The poem opens with a melancholic mood. We enter the hospital with the daughter and picture the mother:
on a high bed next to sad chrysanthemums
high bed suggests a distance as if her mother is separated from her because of her illness. It also implies the mother is elevated, the focal point of the room and the central focus of the poem.
The transferred epithet used in
sad chrysanthemums conveys the daughter’s emotion. This, followed by the verbs
wilt and die implies that the illness is severe. The flowers take on the image of the mother’s fading strength and the concern of her visitors.
The repetition of the first line at the end of the stanza emphasise the speaker’s fear. It suggests worried thoughts are going round and round in her head as she struggles to deal with seeing her mother so ill.
Stanza two introduces the title of the poem. Lucozade is just one of the traditional gifts the mother rejects.
Lucozade was created as a drink to provide energy for people who were ill. Up until the 1980s it continued to be seen as an aid to recovery from sickness.

—————

* _WHAT YOU NEED TO DO_: Continue the commentary on the poem "Lucozade" above, starting right after its last sentence.

—————

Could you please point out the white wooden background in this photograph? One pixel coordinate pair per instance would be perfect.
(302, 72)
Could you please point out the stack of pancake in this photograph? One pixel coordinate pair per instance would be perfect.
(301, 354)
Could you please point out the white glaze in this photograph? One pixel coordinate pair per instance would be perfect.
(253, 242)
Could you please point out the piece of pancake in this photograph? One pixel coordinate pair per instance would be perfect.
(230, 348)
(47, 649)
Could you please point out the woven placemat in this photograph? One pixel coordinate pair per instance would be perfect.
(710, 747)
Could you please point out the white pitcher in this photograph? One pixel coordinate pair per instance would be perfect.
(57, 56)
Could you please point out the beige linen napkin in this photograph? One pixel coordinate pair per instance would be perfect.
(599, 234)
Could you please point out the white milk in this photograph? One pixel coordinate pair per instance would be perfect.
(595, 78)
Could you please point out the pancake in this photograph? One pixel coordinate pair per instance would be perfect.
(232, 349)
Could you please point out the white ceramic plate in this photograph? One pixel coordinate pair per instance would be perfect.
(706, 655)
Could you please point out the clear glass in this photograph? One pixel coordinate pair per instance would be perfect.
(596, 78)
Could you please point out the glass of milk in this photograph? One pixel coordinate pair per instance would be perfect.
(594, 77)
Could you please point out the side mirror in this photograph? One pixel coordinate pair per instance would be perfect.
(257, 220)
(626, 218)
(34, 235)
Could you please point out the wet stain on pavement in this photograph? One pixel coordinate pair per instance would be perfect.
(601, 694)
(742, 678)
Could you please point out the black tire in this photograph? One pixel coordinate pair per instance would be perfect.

—————

* _EXERCISE ANSWER_:
Orange nostalgia implies this traditional association with illness.
Through her dwindling energy and semi-conscious state, the mother is still able to reject this:
Don't bring Lucozade
It is clear that she wants nothing to do with the conventions of illness. By rejecting symbols of illness she may be rejecting illness itself.
Stanza three develops this idea as she dismisses the
Woman's Own. Magazines are another typical gift that visitors bring to hospitals.
Kay creates a sense of the mother’s unease and her distrust of the situation. A
swarm of eyes stare at her. This conveys her feeling of being scrutinized and objectified. The metaphor also portrays the image of visitors, doctors, nurses all gathering round her in a suffocating manner.
The doctors tell
white lies. This suggests that they are keeping information from her. But she seems to want to confront her illness head on.